TASK DESCRIPTION: Copy out every line of the material below that contains the word "instance". Case counts.

Records drawn from an annotation dataset:
+++++

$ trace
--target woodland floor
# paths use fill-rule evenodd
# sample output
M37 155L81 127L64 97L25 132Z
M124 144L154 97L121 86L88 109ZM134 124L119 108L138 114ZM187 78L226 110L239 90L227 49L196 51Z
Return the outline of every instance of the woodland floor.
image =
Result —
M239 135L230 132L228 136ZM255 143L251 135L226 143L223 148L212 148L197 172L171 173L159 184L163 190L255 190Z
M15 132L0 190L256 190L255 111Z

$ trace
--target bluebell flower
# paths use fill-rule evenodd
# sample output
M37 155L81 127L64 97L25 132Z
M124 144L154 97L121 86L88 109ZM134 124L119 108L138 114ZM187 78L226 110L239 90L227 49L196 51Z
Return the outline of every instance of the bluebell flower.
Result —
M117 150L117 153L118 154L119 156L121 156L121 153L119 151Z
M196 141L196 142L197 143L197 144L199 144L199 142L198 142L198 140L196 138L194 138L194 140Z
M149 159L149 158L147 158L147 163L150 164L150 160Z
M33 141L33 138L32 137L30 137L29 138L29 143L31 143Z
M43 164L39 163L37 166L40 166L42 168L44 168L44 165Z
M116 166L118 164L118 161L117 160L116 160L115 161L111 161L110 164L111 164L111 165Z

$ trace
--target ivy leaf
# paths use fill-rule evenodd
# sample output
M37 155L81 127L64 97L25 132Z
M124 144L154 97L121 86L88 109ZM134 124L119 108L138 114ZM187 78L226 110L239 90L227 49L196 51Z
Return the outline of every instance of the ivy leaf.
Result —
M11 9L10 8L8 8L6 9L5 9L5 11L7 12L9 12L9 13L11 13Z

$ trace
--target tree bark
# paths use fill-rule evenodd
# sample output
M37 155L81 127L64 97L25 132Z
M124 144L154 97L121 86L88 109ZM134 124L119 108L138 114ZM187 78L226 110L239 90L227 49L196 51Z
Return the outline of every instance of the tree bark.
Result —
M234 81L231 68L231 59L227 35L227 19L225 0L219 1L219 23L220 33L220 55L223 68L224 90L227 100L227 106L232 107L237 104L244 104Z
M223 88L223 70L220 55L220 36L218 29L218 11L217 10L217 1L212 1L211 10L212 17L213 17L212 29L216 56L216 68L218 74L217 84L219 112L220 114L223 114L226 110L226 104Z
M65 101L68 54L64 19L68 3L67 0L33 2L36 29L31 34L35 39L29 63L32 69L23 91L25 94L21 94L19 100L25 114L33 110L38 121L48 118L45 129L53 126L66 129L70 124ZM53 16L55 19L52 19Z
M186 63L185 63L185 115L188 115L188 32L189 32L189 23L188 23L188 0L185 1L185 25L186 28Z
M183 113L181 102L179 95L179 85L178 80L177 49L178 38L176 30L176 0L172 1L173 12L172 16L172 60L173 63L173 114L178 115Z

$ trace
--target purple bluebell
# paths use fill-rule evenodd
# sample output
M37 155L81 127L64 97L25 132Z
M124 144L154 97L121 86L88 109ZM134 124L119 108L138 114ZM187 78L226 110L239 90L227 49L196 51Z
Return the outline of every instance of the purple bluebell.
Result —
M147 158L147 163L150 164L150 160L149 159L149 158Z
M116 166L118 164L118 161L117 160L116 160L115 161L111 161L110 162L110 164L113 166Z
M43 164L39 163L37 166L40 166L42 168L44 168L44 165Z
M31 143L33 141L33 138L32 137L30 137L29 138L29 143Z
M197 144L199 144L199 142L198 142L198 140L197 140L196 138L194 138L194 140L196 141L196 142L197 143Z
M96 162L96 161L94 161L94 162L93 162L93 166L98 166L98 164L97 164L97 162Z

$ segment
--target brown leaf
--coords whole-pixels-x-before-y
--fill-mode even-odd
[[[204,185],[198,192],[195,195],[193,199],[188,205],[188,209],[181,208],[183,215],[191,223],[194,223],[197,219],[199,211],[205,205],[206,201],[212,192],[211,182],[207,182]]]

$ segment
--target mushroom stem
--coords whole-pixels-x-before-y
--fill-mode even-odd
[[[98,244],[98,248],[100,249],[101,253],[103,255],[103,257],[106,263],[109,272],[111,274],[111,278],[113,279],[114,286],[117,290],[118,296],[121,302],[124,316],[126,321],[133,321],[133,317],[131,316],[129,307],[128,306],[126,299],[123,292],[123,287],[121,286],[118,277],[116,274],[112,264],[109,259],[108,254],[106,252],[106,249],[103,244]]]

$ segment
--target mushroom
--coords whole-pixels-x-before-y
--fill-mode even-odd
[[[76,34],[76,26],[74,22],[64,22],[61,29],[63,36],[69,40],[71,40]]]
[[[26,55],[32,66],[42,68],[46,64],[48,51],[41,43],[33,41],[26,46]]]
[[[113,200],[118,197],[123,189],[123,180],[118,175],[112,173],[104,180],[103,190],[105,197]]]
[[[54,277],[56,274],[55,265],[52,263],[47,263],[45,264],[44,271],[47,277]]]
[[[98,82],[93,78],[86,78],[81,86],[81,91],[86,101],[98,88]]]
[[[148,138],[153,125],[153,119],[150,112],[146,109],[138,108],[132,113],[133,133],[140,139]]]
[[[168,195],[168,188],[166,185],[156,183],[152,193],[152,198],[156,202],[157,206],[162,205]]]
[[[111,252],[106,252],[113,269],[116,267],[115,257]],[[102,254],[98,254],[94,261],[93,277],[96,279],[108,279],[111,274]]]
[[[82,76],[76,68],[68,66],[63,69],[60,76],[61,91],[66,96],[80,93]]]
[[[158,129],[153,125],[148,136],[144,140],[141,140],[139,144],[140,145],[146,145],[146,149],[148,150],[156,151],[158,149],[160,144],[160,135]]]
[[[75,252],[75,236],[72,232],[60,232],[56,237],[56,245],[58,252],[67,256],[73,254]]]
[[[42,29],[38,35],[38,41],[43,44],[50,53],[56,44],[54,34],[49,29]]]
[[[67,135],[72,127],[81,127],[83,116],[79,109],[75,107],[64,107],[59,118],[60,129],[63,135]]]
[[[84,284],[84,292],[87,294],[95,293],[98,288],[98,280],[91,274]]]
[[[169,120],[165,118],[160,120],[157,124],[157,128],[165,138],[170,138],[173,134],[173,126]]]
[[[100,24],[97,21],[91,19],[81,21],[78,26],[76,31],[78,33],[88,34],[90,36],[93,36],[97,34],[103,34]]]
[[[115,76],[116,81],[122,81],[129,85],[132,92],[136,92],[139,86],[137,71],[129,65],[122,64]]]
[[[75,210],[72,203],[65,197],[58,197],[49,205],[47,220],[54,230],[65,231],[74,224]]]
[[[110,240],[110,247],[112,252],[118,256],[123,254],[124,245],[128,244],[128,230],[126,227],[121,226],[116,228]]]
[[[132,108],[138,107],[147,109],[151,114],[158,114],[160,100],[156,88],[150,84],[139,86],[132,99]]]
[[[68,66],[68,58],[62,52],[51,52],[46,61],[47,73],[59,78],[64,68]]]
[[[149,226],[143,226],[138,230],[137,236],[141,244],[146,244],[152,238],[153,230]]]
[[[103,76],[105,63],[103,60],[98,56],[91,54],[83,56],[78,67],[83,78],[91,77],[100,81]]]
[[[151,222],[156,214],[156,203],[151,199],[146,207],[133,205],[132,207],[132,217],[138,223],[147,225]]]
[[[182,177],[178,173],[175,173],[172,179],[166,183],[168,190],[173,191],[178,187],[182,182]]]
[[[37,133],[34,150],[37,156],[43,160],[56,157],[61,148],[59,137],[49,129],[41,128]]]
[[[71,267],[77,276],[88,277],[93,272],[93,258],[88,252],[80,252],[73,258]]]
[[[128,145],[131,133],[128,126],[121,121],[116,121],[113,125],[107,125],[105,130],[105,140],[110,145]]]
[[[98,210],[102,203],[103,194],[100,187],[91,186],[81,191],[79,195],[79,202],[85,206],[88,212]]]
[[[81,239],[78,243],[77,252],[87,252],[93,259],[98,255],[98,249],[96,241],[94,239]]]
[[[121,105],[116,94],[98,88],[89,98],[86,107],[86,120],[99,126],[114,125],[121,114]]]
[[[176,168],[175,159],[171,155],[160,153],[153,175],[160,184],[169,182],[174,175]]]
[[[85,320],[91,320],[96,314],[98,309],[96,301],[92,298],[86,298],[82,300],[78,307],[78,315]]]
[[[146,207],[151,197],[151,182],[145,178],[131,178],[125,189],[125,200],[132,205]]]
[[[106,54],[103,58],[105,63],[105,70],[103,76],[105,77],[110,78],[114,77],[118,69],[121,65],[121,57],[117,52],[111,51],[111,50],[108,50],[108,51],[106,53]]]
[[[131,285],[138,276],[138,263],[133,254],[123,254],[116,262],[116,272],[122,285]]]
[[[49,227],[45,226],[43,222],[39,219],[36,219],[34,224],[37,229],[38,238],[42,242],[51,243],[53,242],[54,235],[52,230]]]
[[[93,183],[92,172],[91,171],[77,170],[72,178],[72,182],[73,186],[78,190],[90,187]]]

+++++

SOLUTION:
Return the outline of every instance of the woodland floor.
Return the outline of every instance of the bluebell flower.
Return the outline of every instance of the ivy leaf.
Return the outline of every instance of the tree bark.
Return the outline of every instance of the purple bluebell.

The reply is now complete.